*Given passage*
>>>>

The night’s opening act is Danny Sewell. I enjoy Danny’s dry, understated sense of humour and his ability to laugh at himself. I feel encouraged to laugh at myself too as he pokes fun at the audience. He does some crowd work, chatting to us about drugs and warming us up for the main act. There are many interesting confessions and conversations which unite the crowd and start to break down the barrier between audience and the stage. By the time Danny has finished his set the audience is in a good mood and ready for a fun night.

Jonathan Falconer is up next and the main feature begins. A laptop and a projector screen has been set up, but the first half of the show is dedicated to stand-up comedy without any visual aids. Personally, I would have liked to have seen more content come up on screen throughout the night rather than being concentrated at the end.

Jonathan picks up the audience interaction where Danny left off and encourages contributions from several key audience members, which become a significant part of the show. He tells stories from his life, including instances where he was under the influence of psychoactive drugs and how these affected his experience. Though parts of the evening are slow, his storytelling ability is a strong point and the jokes that do land are hard hitting. It is clear that Jonathan is a talented comedian with a fascinating way of looking at the world.

During the second half of the show, Jonathan further demonstrates his knowledge on the subject of drugs and their influence on the human brain, aided with screen-projected optical illusions, diagrams and videos. This is an eye-opening education. I especially enjoy the optical illusions and finding out how substances can affect our perception.

<<<<

*Raw records*
>>>>

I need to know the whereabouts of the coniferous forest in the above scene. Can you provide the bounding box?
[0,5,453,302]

<<<<
>>>>

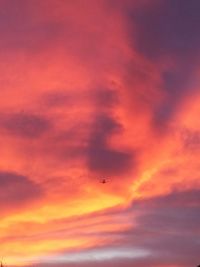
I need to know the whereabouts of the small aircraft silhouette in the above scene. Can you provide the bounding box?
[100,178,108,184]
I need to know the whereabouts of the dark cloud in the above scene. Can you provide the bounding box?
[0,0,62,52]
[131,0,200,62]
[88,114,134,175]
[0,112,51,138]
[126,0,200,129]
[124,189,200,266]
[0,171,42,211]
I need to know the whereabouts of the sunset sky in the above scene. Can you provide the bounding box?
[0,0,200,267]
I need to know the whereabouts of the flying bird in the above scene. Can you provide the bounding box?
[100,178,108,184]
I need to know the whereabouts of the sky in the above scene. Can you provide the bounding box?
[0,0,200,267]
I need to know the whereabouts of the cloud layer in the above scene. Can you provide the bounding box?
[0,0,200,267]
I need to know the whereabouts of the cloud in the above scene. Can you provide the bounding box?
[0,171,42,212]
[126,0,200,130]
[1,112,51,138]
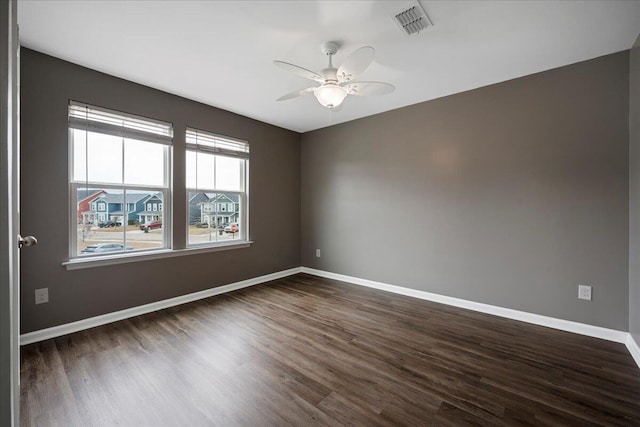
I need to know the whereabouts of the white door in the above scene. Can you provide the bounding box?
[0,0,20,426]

<<<<
>>>>

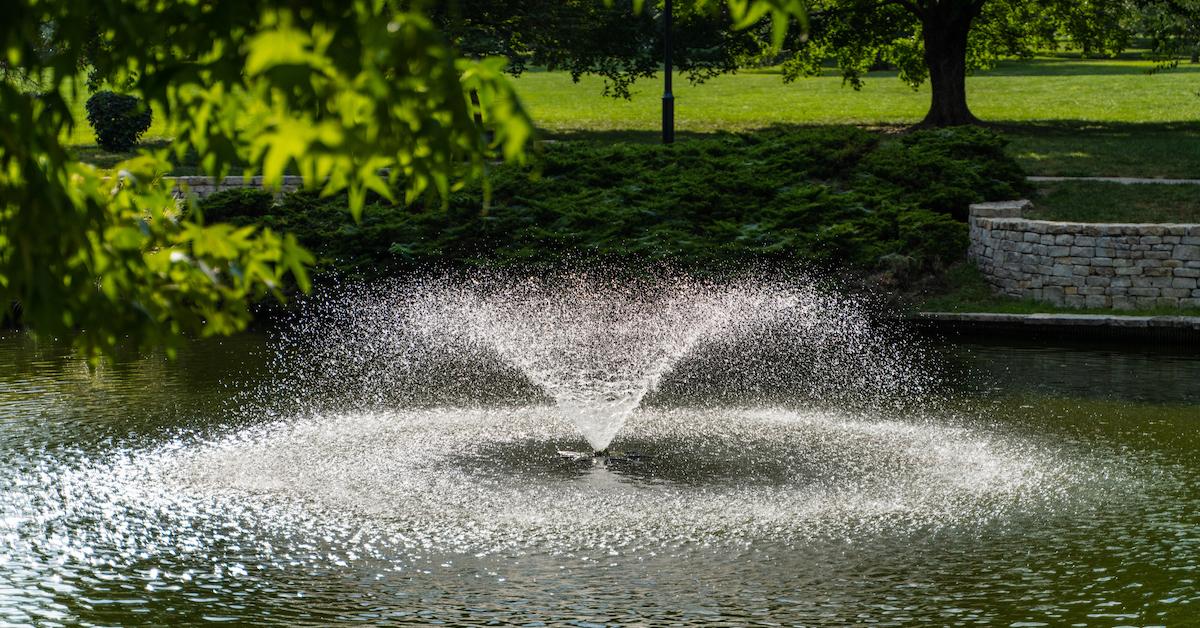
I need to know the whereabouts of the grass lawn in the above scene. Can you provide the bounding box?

<<<<

*Exercises to complete*
1/ Answer these questions using the comedy show review:
(a) Who is the night's opening act?
(b) What has been set up for the main feature before it begins?
(c) What aids accompany the second half of the show?
2/ Reproduce the portion of the comedy show review starting at "Jonathan Falconer is" and ending at "at the end.".
3/ Continue the comedy show review from the point where it stops.

*Responses*
1/
(a) Danny Sewell.
(b) A laptop and a projector screen.
(c) Screen-projected optical illusions, diagrams and videos.

2/
Jonathan Falconer is up next and the main feature begins. A laptop and a projector screen has been set up, but the first half of the show is dedicated to stand-up comedy without any visual aids. Personally, I would have liked to have seen more content come up on screen throughout the night rather than being concentrated at the end.

3/
Much of the tone during the second half is serious and aspects of the technical talk seem to go over people’s heads. However, punchlines and stories help to break these serious parts up and keep people connected to the material. The show wraps up with a particularly strong story, and I leave the show intrigued and entertained. Anybody who is a fan of Jonathan’s work, especially his science talks, would do well to check out his YouTube channel Science of Getting High for more content.

Overall, The Science of Getting High is a refreshing take on a stand-up show. The point of difference is Jonathan’s passion for, and knowledge of, psychoactive substances. The drug talk throughout is open and frank, and while this enhances the show it may not be everyone’s cup of tea. This experience will be relatable for many, and worth attending even if you’ve never done drugs. Come along with an open mind and you will be richly rewarded.

Who needs drugs? This show will get you high.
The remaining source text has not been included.